DATA.
'''
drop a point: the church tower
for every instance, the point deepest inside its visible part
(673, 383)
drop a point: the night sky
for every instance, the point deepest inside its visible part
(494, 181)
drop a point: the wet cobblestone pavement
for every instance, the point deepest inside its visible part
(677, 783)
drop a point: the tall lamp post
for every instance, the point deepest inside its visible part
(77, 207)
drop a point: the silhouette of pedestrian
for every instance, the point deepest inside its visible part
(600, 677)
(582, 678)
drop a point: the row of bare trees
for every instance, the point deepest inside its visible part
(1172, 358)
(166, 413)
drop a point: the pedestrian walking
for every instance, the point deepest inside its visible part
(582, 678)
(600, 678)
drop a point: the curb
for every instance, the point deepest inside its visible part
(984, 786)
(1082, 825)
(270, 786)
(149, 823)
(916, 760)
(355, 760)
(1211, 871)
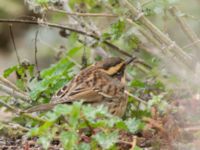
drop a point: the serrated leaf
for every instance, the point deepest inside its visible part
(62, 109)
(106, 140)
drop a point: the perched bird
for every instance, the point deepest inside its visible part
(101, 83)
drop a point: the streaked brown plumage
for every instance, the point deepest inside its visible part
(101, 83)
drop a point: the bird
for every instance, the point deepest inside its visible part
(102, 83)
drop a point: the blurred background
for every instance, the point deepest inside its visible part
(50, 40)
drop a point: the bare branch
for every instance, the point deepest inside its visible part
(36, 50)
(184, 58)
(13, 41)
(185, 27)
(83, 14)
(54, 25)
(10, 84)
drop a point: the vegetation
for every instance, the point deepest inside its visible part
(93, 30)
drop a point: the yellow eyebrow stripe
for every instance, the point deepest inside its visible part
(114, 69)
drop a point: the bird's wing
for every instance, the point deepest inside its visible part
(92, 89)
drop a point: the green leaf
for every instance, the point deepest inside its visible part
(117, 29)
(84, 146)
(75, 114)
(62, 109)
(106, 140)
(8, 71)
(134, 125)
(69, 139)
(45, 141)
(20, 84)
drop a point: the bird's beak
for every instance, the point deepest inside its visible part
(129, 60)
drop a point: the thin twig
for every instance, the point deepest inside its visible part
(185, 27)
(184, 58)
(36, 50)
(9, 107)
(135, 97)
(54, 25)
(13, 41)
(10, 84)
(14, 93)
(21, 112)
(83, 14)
'''
'''
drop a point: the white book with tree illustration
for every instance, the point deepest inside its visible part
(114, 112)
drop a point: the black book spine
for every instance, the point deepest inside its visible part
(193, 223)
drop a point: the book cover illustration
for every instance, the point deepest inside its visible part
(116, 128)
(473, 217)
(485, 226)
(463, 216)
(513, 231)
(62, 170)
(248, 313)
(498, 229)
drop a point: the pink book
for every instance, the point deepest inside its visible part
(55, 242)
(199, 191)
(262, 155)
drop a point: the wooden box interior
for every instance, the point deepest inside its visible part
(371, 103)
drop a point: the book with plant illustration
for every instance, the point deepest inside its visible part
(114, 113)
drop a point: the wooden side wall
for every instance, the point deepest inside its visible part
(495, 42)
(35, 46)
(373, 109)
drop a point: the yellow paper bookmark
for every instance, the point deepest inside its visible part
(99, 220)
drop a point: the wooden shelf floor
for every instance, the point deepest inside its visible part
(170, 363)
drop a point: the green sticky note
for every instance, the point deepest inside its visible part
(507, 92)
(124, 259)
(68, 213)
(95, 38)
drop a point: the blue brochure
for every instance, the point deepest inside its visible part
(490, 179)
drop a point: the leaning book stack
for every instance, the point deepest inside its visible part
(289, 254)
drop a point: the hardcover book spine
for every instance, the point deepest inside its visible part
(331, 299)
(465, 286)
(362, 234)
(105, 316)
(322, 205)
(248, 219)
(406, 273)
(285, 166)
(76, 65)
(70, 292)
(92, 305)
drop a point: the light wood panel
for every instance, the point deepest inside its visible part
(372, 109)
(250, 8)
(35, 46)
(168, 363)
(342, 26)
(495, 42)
'''
'''
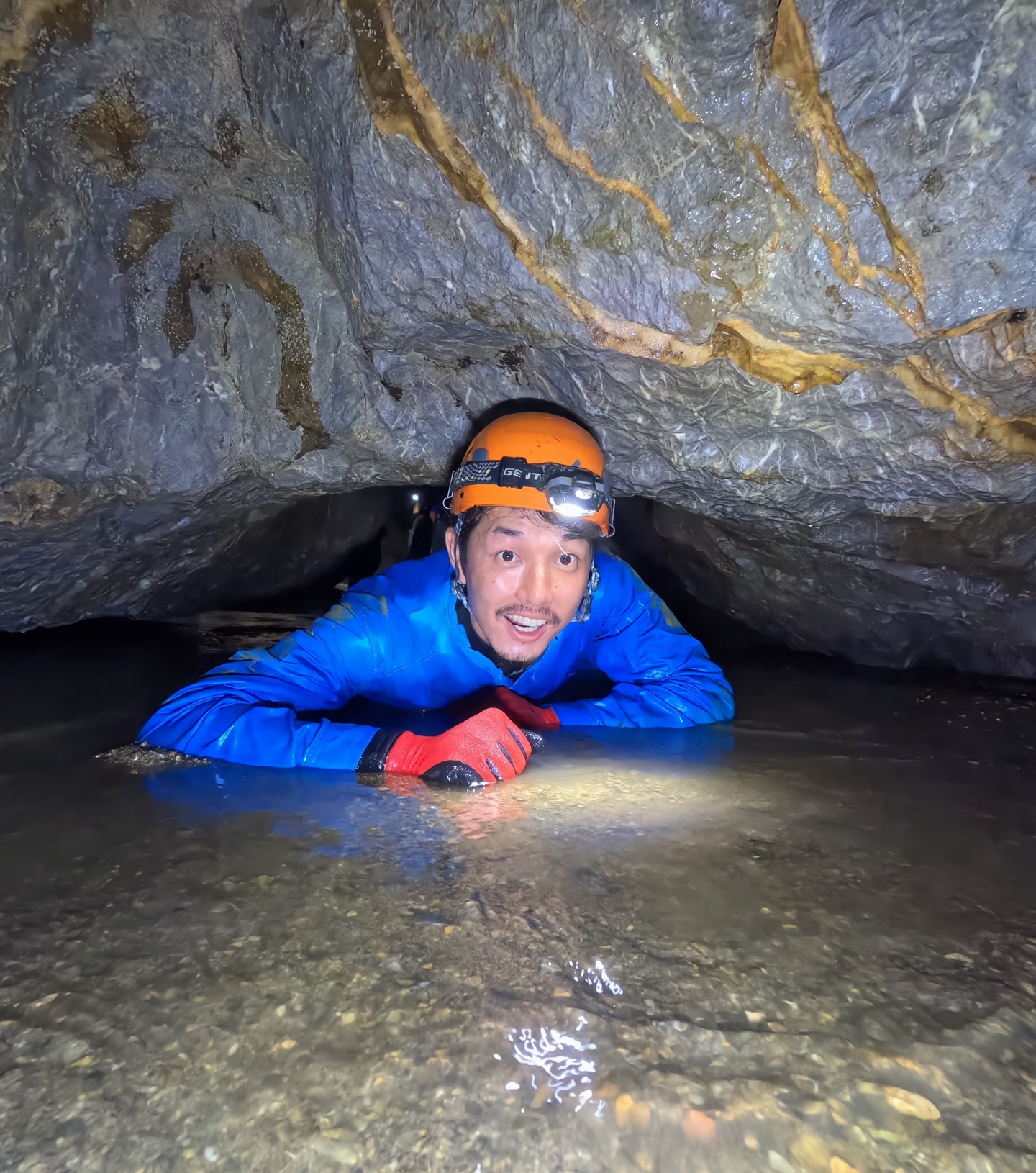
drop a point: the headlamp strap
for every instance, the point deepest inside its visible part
'''
WHAT IS REQUIRED. State how many lines of the records above contain the word "yellow". Give only the number.

OUTPUT OF THE TASK. 2